= EXERCISE MATERIAL =
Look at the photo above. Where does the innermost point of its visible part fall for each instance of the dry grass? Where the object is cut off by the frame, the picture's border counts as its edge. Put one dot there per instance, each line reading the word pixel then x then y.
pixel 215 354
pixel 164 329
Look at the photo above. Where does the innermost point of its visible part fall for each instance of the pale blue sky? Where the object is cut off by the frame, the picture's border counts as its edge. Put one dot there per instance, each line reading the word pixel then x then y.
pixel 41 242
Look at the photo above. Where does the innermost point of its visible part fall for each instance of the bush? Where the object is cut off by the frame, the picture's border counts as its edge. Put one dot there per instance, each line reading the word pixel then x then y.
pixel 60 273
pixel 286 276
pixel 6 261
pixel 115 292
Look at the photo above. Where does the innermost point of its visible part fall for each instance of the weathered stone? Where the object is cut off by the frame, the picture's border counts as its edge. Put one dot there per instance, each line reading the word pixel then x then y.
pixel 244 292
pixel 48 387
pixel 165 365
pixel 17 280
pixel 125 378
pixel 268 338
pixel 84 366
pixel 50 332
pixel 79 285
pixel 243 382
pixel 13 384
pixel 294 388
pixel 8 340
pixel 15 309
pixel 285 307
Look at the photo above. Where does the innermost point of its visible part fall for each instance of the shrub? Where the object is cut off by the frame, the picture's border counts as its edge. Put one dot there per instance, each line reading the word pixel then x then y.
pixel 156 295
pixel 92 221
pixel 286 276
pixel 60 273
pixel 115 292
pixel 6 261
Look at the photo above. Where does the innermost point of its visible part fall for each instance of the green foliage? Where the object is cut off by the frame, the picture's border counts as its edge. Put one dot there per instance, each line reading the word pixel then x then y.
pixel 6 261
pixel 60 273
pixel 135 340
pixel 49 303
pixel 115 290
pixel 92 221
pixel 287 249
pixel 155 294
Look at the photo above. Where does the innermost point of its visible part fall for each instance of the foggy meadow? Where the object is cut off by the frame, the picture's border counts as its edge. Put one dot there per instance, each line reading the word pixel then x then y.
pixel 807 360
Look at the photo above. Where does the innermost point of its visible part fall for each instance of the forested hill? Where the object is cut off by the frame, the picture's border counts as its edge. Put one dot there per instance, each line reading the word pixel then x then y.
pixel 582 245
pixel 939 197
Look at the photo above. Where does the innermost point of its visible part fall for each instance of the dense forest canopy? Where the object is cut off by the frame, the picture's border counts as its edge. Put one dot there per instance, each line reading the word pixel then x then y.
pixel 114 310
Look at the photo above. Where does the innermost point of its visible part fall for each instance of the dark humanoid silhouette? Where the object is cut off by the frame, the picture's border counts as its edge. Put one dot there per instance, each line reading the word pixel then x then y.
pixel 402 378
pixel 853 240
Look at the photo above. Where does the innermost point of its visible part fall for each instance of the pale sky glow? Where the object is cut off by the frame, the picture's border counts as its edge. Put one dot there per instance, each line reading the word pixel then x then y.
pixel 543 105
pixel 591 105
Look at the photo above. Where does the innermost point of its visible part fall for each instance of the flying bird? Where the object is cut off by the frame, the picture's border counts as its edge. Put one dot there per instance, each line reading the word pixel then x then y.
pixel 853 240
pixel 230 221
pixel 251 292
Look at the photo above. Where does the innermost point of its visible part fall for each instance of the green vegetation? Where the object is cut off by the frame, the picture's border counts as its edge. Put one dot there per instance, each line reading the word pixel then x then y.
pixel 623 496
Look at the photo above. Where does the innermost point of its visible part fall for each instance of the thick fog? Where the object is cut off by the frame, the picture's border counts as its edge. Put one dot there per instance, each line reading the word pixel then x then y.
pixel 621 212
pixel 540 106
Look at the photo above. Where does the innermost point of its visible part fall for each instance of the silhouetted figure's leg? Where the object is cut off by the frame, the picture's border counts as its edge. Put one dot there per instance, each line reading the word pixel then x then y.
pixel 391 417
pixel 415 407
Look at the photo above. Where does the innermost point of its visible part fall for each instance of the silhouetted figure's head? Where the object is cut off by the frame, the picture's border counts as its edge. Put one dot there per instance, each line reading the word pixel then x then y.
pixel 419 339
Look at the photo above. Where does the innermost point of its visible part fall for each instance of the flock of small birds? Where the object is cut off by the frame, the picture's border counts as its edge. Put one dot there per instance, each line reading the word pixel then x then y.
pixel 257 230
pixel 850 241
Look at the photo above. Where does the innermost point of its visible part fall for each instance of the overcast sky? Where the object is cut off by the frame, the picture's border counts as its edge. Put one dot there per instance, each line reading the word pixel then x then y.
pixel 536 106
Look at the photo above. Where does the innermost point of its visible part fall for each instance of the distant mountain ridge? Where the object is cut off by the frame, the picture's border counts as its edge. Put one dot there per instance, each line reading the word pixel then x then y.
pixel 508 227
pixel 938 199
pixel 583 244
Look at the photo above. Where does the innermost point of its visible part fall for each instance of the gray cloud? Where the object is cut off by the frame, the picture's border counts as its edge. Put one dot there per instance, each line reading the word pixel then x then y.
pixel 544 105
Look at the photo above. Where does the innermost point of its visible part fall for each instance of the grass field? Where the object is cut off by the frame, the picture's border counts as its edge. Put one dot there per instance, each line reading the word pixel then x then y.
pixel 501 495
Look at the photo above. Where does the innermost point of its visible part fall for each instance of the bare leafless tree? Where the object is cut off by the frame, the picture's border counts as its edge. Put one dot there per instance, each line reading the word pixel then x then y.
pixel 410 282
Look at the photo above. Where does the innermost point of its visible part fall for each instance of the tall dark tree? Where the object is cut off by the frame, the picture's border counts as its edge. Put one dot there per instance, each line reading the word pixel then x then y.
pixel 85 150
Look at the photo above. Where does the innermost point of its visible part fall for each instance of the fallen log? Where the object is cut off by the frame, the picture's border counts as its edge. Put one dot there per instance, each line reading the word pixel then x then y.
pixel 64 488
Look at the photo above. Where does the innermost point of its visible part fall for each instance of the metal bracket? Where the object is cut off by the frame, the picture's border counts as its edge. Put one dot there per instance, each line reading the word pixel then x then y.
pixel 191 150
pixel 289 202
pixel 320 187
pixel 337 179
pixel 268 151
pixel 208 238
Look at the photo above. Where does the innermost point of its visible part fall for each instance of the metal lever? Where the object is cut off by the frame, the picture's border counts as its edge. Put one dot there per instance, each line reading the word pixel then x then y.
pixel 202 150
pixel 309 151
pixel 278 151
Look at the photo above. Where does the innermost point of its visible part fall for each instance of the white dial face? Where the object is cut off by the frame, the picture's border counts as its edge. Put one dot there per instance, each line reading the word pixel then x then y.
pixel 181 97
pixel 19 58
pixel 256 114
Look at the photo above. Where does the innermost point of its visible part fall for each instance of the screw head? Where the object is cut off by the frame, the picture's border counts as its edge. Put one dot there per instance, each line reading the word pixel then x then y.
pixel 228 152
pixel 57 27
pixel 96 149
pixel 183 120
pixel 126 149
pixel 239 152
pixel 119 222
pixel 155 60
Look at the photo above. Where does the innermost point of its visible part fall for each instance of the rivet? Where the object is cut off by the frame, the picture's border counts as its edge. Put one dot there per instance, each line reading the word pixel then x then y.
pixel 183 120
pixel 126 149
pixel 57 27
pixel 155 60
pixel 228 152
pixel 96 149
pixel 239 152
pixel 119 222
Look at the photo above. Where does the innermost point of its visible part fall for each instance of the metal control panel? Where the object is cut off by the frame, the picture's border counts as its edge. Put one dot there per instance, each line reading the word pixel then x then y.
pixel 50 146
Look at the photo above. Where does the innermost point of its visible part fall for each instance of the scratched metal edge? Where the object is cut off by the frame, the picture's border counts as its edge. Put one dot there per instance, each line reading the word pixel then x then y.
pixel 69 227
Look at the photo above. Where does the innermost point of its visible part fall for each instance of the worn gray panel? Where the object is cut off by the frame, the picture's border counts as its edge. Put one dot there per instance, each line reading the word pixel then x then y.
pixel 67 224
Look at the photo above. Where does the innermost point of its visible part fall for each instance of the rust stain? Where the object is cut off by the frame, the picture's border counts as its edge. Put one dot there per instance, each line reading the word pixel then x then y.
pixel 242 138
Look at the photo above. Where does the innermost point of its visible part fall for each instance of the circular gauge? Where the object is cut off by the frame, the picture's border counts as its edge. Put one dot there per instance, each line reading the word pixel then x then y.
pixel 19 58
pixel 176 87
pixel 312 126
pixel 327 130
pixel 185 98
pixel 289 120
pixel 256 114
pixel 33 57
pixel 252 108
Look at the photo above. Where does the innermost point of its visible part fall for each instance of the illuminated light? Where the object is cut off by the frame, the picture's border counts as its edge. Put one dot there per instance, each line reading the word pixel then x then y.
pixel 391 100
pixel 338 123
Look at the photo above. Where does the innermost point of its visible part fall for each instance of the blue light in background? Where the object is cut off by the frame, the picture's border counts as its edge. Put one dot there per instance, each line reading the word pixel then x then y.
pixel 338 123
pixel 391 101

= EXERCISE INSTRUCTIONS =
Output the line containing "of the rust" together with all later lines of the entries, exactly as written, through the final line.

= PROBLEM SOLUTION =
Look at the photo above. Where does the innermost point of its visible part fall for each instance of the rust stain? Where the object is cut off by the frame, the picture's border counts as its edge. Put one dot there per instance, each line reading the word pixel then x then y.
pixel 242 138
Look at the photo above. Where does the innermost point of its visible part fall for each instance of the circular gauge? Where the object is cut off by the frame, the picture's border counts as its edge. Put one dot there per instance, each line reading the word pixel then x then y.
pixel 19 58
pixel 176 87
pixel 312 126
pixel 327 130
pixel 185 98
pixel 289 120
pixel 256 114
pixel 33 57
pixel 252 108
Look at the photo above. Where does the innermost point of its visible part fall for each instance of the illuminated light? Where the object is cut off by the frame, the picture's border counts as its edge. Put one dot there per instance, each line reading the word pixel then x then y.
pixel 391 100
pixel 338 123
Look at the photo above. Where does the innermost point of its visible part fall for each instance of the blue light in background? Where the object is cut off by the frame, the picture's border counts as its edge. Put one dot there per instance, each line reading the word pixel then x then y.
pixel 338 123
pixel 391 101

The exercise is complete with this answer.